### Work request
Records follow. Select each line holding "instance".

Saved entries
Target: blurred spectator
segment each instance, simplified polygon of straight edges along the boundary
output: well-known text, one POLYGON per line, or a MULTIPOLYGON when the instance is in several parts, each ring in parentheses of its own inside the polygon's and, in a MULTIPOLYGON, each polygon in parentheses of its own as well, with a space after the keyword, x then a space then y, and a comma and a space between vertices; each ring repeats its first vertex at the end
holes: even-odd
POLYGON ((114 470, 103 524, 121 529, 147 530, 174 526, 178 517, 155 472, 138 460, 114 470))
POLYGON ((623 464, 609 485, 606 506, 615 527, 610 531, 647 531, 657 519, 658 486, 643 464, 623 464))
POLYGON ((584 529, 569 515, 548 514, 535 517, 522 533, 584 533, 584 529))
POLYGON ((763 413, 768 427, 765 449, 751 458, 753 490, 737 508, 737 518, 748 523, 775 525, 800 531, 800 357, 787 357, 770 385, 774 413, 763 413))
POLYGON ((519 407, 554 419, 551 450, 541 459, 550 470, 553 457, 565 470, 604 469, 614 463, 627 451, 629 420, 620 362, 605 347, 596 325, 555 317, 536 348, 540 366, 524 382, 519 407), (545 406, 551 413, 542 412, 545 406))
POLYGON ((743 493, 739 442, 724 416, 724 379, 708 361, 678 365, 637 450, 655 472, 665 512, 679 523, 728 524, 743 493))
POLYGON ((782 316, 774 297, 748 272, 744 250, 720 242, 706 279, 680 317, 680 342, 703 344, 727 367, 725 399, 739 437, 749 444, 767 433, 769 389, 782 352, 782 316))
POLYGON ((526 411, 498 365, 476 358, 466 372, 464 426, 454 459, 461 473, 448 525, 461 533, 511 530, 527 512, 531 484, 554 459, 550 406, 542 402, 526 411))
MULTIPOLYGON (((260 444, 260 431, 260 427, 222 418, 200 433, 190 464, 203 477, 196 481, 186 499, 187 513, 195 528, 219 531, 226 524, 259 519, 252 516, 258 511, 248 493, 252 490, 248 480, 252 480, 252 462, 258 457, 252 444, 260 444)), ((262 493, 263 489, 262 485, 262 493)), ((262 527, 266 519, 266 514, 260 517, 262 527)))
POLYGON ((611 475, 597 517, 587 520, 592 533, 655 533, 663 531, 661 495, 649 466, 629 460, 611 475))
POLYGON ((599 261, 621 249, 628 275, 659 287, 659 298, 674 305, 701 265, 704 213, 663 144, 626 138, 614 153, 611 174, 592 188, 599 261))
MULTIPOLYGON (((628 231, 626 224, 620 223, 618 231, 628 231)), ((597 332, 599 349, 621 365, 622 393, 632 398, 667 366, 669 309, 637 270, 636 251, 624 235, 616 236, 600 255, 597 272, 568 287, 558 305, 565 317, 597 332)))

### Exercise answer
segment each instance, simplified polygon of straight edges along the boundary
output: well-known text, one POLYGON per line, or a MULTIPOLYGON when the instance is in several parts, each ring in parentheses of its own inside the polygon's and, in a MULTIPOLYGON, each polygon in parentheses of its own as well, with a space after the keyword, x then a space then y, and a comma and a space between vertices; each ring repeats its first vertex at the end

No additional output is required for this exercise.